CONSEGNA DELL'ESERCIZIO: Per favore, prosegui il testo sulla festa pagana del Maio a partire dall'ultima frase, quella che introduce il mito della Gran Madre Cibele.

Editrice “Laurenziana” di Napoli; 1985; da pagina78 a pagina 82.

 

UNA FESTA PAGANA: IL MAIO

 

            I romani antichi chiamavano Campania felix il territorio della provincia di Napoli e di parte delle province di Caserta e Salerno, grosso modo corrispondente a tutta la zona pianeggiante della regione; al centro di quest'area trovasi l'agro nolano, terra fertilissima con più produzioni all'anno. Le plebi rurali che l'abitavano e che avevano più sensibilità e fantasia che intelletto, non poterono non essere colpite dalla varietà delle stagioni legata alle molteplici fasi della vita vegetale: fu facile personificarle miticamente in una divinità che ogni anno moriva per resuscitare. E siamo al mito della Gran Madre Cibele.

INFORMAZIONI RIPORTATE:
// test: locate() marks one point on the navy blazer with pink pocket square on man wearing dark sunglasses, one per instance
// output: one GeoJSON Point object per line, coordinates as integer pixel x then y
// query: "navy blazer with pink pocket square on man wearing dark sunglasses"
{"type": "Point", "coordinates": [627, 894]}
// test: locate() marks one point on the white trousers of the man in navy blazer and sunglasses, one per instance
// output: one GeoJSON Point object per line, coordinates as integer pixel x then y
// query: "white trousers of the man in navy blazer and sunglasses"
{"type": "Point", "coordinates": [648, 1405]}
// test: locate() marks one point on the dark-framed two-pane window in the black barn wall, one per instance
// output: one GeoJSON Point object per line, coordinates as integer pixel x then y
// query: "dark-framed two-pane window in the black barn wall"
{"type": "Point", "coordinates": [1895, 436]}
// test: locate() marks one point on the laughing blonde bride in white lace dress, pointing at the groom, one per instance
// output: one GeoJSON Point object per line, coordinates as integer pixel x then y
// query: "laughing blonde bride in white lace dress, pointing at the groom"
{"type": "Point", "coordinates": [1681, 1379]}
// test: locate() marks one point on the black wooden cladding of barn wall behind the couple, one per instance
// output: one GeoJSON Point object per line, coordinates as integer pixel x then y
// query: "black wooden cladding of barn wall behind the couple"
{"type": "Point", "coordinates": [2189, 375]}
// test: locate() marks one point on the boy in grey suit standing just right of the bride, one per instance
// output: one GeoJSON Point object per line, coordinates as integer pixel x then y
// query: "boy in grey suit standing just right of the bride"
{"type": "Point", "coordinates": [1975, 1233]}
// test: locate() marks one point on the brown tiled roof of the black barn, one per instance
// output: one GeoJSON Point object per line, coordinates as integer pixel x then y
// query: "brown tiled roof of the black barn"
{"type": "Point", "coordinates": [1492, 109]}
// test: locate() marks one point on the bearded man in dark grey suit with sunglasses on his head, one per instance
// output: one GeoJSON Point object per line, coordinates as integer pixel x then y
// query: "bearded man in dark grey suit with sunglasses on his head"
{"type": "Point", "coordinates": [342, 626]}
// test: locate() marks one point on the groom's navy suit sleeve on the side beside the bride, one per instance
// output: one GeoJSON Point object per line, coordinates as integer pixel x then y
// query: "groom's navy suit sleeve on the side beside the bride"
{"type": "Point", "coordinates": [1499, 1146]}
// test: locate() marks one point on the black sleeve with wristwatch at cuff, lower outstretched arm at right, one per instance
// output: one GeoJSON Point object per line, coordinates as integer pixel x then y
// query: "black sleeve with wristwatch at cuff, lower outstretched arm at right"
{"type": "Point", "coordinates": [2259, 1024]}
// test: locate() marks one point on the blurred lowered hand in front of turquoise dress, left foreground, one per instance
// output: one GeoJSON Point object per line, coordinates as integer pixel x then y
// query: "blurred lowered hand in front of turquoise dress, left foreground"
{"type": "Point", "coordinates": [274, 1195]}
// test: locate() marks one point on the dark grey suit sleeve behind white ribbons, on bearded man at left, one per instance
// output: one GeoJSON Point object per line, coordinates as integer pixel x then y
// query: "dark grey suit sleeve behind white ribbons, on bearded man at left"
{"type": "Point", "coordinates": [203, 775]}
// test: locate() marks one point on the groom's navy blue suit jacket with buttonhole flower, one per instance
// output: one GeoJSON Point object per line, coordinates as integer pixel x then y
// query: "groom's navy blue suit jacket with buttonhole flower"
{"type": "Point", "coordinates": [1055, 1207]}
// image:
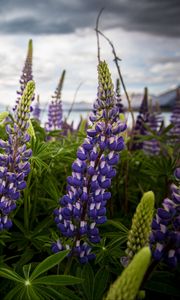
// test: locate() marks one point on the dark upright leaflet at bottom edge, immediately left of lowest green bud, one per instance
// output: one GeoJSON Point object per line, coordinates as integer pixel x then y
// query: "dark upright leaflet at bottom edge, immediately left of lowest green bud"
{"type": "Point", "coordinates": [100, 283]}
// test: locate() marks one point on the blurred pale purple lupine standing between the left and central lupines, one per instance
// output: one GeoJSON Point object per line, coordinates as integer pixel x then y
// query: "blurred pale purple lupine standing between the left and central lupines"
{"type": "Point", "coordinates": [55, 112]}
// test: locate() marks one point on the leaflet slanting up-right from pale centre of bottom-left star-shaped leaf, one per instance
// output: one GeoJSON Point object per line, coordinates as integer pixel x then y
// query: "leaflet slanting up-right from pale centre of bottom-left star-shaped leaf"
{"type": "Point", "coordinates": [48, 263]}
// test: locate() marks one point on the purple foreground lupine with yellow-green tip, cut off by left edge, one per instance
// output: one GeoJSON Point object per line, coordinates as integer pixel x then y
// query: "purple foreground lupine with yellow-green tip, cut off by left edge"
{"type": "Point", "coordinates": [14, 165]}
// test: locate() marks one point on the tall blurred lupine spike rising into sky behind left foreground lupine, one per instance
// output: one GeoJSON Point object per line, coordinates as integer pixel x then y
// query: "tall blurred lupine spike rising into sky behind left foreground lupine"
{"type": "Point", "coordinates": [26, 73]}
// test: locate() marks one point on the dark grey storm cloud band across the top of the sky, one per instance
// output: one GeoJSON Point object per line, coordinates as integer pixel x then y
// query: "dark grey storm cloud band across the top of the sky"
{"type": "Point", "coordinates": [159, 17]}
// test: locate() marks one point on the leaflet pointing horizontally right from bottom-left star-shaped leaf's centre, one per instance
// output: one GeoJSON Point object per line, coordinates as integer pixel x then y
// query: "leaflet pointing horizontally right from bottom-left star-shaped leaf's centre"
{"type": "Point", "coordinates": [58, 280]}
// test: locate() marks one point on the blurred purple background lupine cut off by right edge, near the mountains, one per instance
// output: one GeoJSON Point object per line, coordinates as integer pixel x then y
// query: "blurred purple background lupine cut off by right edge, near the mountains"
{"type": "Point", "coordinates": [175, 119]}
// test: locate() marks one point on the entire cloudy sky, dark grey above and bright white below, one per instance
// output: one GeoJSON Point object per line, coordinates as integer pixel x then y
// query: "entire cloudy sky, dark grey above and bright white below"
{"type": "Point", "coordinates": [146, 35]}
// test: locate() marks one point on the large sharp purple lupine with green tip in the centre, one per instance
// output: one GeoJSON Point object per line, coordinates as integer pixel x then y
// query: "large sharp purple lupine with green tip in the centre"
{"type": "Point", "coordinates": [83, 208]}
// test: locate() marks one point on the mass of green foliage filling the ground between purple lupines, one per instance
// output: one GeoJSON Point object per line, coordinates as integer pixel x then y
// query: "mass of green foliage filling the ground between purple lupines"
{"type": "Point", "coordinates": [28, 270]}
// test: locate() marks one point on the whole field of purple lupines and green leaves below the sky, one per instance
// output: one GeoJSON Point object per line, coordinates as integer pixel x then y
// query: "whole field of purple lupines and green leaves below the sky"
{"type": "Point", "coordinates": [91, 212]}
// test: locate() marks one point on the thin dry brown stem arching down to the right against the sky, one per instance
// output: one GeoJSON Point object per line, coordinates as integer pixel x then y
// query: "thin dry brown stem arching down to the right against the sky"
{"type": "Point", "coordinates": [116, 59]}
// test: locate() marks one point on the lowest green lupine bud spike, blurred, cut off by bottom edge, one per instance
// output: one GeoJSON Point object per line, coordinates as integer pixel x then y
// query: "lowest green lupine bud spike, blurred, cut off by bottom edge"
{"type": "Point", "coordinates": [127, 285]}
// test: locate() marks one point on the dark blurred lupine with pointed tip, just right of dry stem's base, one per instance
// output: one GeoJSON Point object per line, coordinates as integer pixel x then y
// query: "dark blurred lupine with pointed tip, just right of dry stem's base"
{"type": "Point", "coordinates": [142, 118]}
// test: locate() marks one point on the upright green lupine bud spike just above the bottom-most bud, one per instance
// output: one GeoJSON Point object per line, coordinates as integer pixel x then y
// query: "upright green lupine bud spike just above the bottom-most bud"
{"type": "Point", "coordinates": [139, 233]}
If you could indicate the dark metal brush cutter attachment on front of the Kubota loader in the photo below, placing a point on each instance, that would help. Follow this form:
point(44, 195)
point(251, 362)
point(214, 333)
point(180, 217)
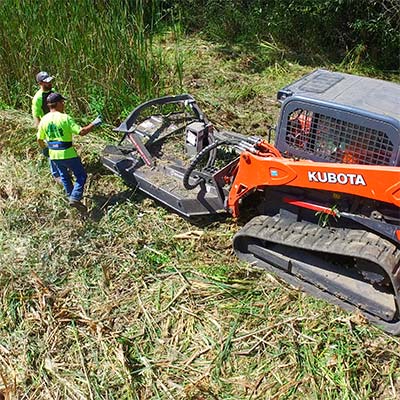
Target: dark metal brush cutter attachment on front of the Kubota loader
point(167, 147)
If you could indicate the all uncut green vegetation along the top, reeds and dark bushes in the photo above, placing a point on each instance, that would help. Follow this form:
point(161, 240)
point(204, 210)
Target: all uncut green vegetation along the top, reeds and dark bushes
point(107, 56)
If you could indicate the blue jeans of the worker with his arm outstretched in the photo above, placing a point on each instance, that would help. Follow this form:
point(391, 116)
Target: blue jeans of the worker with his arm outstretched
point(74, 192)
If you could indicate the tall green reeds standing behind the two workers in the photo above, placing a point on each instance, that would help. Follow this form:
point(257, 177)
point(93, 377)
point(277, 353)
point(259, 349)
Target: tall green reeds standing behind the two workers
point(101, 52)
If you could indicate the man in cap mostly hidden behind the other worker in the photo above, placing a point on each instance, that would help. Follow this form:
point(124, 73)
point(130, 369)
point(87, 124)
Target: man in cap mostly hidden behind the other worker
point(40, 108)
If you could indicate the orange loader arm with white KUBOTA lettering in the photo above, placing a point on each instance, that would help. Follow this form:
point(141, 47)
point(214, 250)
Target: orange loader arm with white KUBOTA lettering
point(269, 168)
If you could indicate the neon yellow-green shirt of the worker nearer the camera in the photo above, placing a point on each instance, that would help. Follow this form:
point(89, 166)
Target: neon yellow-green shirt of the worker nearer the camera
point(58, 127)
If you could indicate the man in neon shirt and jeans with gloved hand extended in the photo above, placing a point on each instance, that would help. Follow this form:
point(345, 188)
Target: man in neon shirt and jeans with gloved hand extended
point(55, 132)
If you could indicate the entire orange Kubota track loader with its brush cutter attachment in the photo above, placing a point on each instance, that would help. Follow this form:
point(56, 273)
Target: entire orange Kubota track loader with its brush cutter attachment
point(327, 193)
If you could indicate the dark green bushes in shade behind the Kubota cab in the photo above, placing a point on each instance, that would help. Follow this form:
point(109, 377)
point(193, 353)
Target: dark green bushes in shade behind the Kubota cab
point(309, 29)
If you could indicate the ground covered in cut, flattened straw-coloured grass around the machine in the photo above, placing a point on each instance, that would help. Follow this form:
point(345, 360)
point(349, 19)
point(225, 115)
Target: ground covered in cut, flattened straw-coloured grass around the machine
point(135, 302)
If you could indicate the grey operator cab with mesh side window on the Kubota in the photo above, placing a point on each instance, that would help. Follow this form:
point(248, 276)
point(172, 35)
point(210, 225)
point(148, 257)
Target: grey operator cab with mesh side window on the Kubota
point(341, 118)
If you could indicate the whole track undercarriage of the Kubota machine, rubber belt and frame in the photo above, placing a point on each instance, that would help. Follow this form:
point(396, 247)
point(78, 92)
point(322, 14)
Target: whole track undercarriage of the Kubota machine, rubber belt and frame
point(354, 269)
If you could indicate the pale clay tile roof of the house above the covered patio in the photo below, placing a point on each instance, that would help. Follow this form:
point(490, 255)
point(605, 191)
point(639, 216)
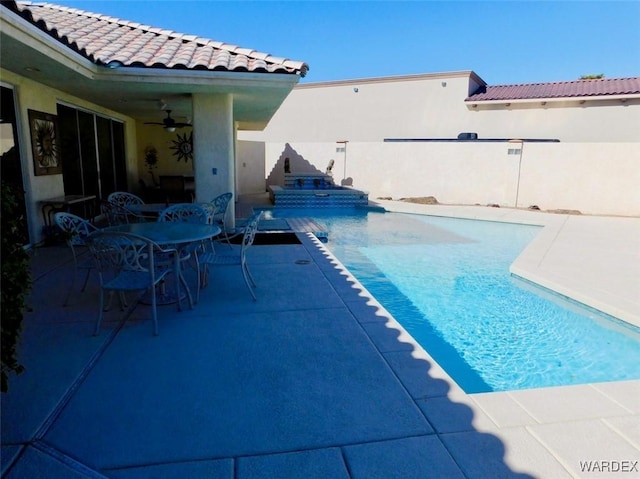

SOLUZIONE DELL'ESERCIZIO:
            Antichissima dea della fertilità della terra, e quindi procreatrice di ogni cosa, il suo culto ha origine in Frigia, di dove passa in Grecia, e infine all'epoca della seconda guerra punica, circa il 205 a.C., è introdotto in Italia. Nell'area campana, però, da tempo il culto di Cibele era stato importato dai coloni greci di Cuma, di Puteoli e di Neapolis; essi, spingendosi in un secondo momento verso Nola, Avella e Avellino, raggiunsero il Partenio ove portarono il loro gran nume tutelare, il cui tempio dovette costituire come un centro di attrazione e di unione tra le diverse colonie greche della Campania. Il santuario sarebbe sorto a cavallo tra il quarto e il terzo secolo a.C.; i greci lo chiamarono Parthenios — monte sacro alla vergine Cibele —, e i romani Cibellinus, e vi istituirono le megalesie, termine che dal greco « megàle méter » suona festa della Gran Madre. Essa si celebrava a primavera con un rito orgiastico più forte di quello in uso pei i baccanali o saturnali: gente di ogni classe sociale, ma principalmente plebei furenti di libidine, tra grida selvagge e suoni di corni, pifferi e timpani, a piedi o sopra cavalli spinti a corsa furiosa, moveva alla volta del tempio alpestre spargendosi per gli aperti piani o nascondendosi in ombrose grotte, avida di piacere e di sollazzo. Mancando dell'idea del peccato originale, e quindi del senso della colpa a seguito di un fatto sessuale, riteneva queste forme di vita perfettamente naturali. E finalmente giungeva al simulacro della Dea.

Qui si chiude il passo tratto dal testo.